— What you will do —
Reproduce exactly, and only, the lines running from the start of the entries below to the line containing "[[354, 145], [183, 436]]".
Start of Records to use
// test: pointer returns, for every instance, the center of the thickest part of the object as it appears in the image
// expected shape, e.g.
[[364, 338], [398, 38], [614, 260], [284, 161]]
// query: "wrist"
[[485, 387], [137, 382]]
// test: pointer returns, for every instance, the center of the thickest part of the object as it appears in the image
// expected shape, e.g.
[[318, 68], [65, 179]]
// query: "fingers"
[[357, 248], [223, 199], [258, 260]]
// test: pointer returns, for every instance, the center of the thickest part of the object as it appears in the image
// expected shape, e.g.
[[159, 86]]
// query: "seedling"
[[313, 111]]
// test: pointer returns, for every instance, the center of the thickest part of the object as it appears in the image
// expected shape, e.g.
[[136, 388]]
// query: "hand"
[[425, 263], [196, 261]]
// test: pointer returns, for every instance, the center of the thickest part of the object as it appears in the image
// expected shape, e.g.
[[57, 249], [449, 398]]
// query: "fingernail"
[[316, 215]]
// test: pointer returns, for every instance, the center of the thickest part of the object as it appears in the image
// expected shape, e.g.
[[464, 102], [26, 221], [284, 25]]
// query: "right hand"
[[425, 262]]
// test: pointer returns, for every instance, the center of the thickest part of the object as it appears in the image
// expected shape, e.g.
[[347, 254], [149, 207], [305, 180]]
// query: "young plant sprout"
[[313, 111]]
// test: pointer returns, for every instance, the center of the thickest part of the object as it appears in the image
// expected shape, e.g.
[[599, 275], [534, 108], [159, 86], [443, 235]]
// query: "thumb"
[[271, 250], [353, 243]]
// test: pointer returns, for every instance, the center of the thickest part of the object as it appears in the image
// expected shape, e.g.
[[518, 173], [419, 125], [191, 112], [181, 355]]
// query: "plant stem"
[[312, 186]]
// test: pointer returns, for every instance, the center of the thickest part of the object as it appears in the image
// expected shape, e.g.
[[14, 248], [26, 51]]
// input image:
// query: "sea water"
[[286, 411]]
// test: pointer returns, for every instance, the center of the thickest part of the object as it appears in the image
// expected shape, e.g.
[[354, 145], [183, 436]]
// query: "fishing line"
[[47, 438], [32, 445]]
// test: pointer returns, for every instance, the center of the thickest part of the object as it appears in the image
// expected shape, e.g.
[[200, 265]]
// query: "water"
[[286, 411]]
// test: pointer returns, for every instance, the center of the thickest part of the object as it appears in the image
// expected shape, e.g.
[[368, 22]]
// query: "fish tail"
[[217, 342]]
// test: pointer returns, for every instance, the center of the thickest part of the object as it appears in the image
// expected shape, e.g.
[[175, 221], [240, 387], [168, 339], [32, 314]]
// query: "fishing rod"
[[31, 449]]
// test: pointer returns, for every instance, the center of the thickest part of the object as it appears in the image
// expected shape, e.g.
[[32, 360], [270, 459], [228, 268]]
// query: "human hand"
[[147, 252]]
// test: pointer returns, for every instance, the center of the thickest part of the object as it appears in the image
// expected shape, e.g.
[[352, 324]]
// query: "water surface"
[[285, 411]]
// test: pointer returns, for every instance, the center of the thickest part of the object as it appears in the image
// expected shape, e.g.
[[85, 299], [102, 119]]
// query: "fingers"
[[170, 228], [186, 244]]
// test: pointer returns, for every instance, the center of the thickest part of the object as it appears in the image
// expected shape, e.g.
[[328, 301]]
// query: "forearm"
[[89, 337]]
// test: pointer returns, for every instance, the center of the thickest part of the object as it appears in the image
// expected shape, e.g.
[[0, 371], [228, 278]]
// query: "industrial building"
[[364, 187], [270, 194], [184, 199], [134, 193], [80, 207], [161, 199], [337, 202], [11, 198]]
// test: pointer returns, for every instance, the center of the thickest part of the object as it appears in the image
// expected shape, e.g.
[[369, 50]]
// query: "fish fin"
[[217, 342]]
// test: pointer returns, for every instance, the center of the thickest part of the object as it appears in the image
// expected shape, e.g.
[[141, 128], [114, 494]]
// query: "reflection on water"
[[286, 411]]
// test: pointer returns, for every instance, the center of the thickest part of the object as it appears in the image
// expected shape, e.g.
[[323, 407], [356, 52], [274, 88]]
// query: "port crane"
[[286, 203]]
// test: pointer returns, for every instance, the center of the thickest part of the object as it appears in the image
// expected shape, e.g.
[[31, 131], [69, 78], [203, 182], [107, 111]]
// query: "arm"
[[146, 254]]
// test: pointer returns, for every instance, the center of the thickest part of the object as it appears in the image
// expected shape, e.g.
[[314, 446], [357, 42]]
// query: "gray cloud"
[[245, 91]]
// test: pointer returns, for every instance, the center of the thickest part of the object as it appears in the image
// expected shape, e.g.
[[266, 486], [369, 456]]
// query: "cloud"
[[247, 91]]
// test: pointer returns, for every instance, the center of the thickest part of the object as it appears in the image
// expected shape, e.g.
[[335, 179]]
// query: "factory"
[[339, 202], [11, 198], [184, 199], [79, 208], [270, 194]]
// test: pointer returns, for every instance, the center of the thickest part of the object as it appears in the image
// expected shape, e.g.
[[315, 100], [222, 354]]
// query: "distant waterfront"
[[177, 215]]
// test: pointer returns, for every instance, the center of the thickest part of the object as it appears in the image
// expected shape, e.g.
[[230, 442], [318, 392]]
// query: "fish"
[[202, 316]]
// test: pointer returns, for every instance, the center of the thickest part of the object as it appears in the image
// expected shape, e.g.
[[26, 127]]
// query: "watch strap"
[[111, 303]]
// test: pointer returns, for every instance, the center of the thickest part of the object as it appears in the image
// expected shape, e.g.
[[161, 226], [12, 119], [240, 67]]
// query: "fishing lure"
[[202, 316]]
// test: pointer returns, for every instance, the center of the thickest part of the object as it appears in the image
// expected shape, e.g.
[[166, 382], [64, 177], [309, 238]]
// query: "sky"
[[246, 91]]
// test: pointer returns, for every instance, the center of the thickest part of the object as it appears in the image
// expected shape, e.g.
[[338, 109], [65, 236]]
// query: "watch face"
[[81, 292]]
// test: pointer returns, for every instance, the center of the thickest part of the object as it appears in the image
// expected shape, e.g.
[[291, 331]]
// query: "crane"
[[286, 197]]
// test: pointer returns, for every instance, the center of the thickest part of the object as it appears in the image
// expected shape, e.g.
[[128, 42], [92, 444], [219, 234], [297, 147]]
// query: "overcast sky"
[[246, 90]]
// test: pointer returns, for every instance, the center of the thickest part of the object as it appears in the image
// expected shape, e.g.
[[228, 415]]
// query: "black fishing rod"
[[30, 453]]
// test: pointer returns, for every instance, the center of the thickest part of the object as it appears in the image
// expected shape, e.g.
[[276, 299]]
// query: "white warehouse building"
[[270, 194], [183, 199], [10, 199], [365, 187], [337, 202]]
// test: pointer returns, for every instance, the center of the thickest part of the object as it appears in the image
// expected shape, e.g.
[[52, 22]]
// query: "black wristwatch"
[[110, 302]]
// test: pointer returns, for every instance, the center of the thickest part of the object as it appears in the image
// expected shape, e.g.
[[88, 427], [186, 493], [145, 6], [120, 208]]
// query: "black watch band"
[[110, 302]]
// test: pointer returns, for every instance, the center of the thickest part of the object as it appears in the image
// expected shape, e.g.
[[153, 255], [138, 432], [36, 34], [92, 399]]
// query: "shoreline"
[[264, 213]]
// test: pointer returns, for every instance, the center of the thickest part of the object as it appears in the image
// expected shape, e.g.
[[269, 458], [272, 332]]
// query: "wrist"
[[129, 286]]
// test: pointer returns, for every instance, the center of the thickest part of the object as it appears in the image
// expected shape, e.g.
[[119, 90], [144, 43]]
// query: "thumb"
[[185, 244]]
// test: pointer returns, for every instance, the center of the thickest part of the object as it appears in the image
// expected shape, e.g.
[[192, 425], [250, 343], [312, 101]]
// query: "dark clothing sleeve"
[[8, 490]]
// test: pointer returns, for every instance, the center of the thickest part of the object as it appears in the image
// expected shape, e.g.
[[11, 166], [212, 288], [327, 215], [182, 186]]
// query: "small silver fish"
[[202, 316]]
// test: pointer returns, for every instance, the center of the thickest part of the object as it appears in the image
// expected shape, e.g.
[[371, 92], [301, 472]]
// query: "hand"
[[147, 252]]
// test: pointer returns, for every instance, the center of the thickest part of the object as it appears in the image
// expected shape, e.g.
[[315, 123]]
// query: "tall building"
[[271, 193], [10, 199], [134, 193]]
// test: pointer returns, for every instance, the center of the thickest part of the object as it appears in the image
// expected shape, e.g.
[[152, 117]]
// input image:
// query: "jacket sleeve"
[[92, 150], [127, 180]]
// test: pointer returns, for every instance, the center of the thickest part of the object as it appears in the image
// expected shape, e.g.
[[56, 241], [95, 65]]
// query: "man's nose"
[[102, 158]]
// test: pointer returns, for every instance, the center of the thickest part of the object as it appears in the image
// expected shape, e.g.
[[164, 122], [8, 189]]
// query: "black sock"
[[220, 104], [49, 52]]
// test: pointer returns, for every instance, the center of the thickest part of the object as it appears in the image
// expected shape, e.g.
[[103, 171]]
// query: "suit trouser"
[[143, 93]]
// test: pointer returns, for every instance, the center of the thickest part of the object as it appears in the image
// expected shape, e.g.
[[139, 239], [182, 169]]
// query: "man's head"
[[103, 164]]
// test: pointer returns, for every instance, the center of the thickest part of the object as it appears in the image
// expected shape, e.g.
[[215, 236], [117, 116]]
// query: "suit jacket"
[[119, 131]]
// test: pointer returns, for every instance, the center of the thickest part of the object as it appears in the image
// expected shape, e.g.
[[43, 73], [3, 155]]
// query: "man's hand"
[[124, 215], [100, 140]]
End of Records to use
— Response to the task —
// test: pointer returns, for every instance, the center of the thickest part of the object as it appears in the image
// expected shape, e.g.
[[364, 338], [398, 38], [614, 260], [284, 161]]
// query: "wrist"
[[485, 387], [137, 382]]
// test: pointer returns, for every instance, the center of the thickest part of the object as it appears in the image
// expected shape, e.g.
[[318, 68], [65, 179]]
// query: "fingers"
[[357, 248], [223, 199], [258, 260]]
// test: pointer returns, for every instance, the center of the thickest part of the object as it appears in the image
// expected shape, e.g.
[[159, 86]]
// query: "seedling"
[[313, 111]]
// test: pointer returns, for every instance, the center of the thickest part of the object as it appears in the image
// expected shape, e.g.
[[136, 388]]
// query: "hand"
[[425, 263], [196, 261]]
// test: pointer returns, for every instance, the center of the thickest part of the object as it appears in the image
// expected shape, e.g.
[[57, 249], [449, 398]]
// query: "fingernail"
[[316, 215]]
// test: pointer returns, for every instance, the center of the thickest part of the object as it appears in the image
// expected shape, e.g.
[[464, 102], [26, 221], [284, 25]]
// query: "right hand"
[[425, 262]]
// test: pointer returns, for every instance, the center of the thickest part of the object as it appears in the image
// expected shape, e.g.
[[347, 254], [149, 207], [305, 180]]
// query: "young plant sprout"
[[313, 111]]
// test: pointer returns, for every instance, the center of the thickest part of the object as it appears in the image
// expected shape, e.g.
[[599, 275], [534, 108], [159, 86], [443, 235]]
// query: "thumb"
[[271, 250], [353, 243]]
// test: pointer returns, for every instance, the center of the thickest part of the object as it appears in the image
// expected shape, e.g.
[[518, 173], [419, 125], [191, 112], [181, 355]]
// query: "plant stem"
[[312, 186]]
// test: pointer returns, for every instance, the center of the thickest part of the object as it appears in the image
// expected shape, e.g.
[[14, 248], [26, 51]]
// input image:
// query: "sea water"
[[286, 411]]
// test: pointer returns, for every instance, the center of the thickest part of the object as it appears in the image
// expected shape, e.g.
[[354, 145], [183, 436]]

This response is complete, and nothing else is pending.